Source passage:
--

Recently there is a growing body of literature that the currently observed consolidation into oligopolies and monopolies can be described as a failure of economic policy, which could be addressed with revamped, or improved anti-trust policies [Wu] [Khan]. On the other hand there are those who criticize these proposals for their economic determinism; merger reviews, company break-ups and ‘trustbusting’ do not necessarily change the structure of a market. Technology might actually have a role to play in this as well. The IETF in specific, and the Internet governance regime complex [Nye] in general, has been designed as a distributed arrangement to prevent capture of the infrastructure by a single interest group or actor. Where power or control was centralized, specific governance arrangements were put into place to counter the centralization of power.

It cannot be denied that ‘market actors have contributed immensely to the evolution of the Internet in terms of investment, products, services, and infrastructure, and the government’s light-handed approach to regulation has given producers and consumers substantial freedom to innovate and to self-regulate with respect to many issues affecting the Internet community in ways that have produced substantial social benefits’ [Frischmann]. But the current consolidation in ownership of and control over the Internet infrastructure was not foreseen [Clark], and arguably the loss of decentralized control goes against its design objectives. For instance, [RFC1958] says:

This allows for uniform and relatively seamless operations in a competitive, multi-vendor, multi-provider public network.

--

What to do:
a - In the passage on Internet consolidation, what was the IETF designed to prevent?
b - Carry on writing the passage on Internet consolidation, starting right after its final sentence.
The items that come after this passage can be left aside; nothing here depends on them.

Dataset rows:

--

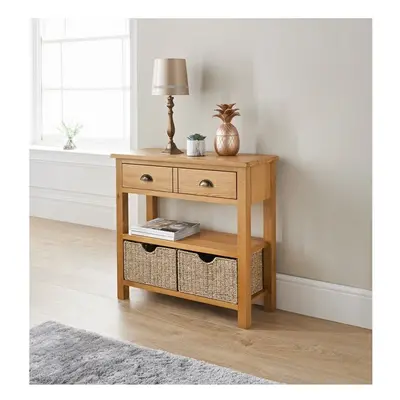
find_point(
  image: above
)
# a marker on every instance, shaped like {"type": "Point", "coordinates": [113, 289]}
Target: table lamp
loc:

--

Results in order:
a - It was designed to prevent capture of the infrastructure by a single interest group or actor.

b -
and

Heterogeneity is inevitable and must be supported by design.

And [RFC3935] says:

We embrace technical concepts such as decentralized control, edge-user empowerment and sharing of resources, because those concepts resonate with the core values of the IETF community.

3. Factors Driving Consolidation

Consolidation is driven by economic factors relating to scale and ability to easily reach a large market of users over the Internet. This kind of setting tends to enable winners to take large market shares, whether those winners came about through the model that liberal economists believe in or the model that Adam Smith believes in.

The most visible aspects of this involve well-recognized Internet services. The Internet Society’s report summarised the market position of popular Internet service brands as follows [ISOC]:

But it is important to recognize that the Internet is a complex ecosystem. There are many underlying services whose diversity, or lack thereof, are as important as that of, say, consumer-visible social networks. For instance, the diversity of cloud services, operating systems, and browser engines is as important as that as of application stores or the browsers themselves.

Of course, the Internet allows plenty of choice in these and other areas. Too many or too few choices create different kinds of problems.

It would be useful to break these general factors and observations down a bit further. In particular, it is useful to distinguish market or economic factors from technical factors.

3.1. Economics

Scaling benefits are natural for many types of businesses. And many Internet-based businesses can potentially serve a very large customer base, as the cost of replicating and delivering their service to new customers or areas is small.

However, typically the network effect has an even more pronounced impact. Each additional user adds to the value of the network for all users in a network. In some applications, such as the open web, this value grows for everyone, as the web is a globally connected, interoperable service for anyone with a browser can use.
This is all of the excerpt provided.